WHAT YOU SHOULD DO:
Resume the ETL sources documentation, picking up right after its final sentence about the http source.

DOCUMENT EXCERPT:
────
ETL - Sources
Source components represent the source of the data to be extracted. Some Extractors like JDBCExtractor work without a source, and thus can be optional.
Available Sources
file | input | http |
---|---|---|
file
Represents a source file, from which data is read. Files can be text files or compressed with tar.gz.
- Component name: file
Syntax
Parameter | Description | Type | Mandatory | Default value |
---|---|---|---|---|
path | File path | string | true | - |
lock | Lock the file while the extraction phase | boolean | false | false |
encoding | File encoding | string | false | UTF-8 |
Example
Extracts from the file "/temp/actor.tar.gz":
{ "file": { "path": "/temp/actor.tar.gz", "lock" : true , "encoding" : "UTF-8"} }
input
Extracts data from console input. This is useful when the ETL works in a PIPE with other tools
- Component name: input
Syntax
Parameter | Description | Type | Mandatory | Default value |
---|---|---|---|---|
Example
Extracts the file as input
cat /etc/csv|oetl.sh "{transformers:[{csv:{}}]}"
http
Uses an HTTP endpoint as a data source.
────
STORED DATA:

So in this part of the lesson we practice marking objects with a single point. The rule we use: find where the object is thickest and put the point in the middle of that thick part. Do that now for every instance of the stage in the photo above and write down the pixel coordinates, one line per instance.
────
TASK RESULT:
- Component name: http
Syntax
Parameter | Description | Type | Mandatory | Default value |
---|---|---|---|---|
url | HTTP URL to invoke | String | true | - |
method | HTTP Method between "GET", "POST", "PUT", "DELETE", "HEAD", "OPTIONS", "TRACE" | String | false | GET |
headers | Request headers as inner document key/value | Document | false |
Example
Execute an HTTP request against the URL "http://ip.jsontest.com/" in a GET, setting the User-Agent in the headers:
{ "http": {
"url": "http://ip.jsontest.com/",
"method": "GET",
"headers": {
"User-Agent": "Mozilla/5.0 (Macintosh; Intel Mac OS X 10_9_4) AppleWebKit/537.36 (KHTML, like Gecko) Chrome/36.0.1985.125 Safari/537.36"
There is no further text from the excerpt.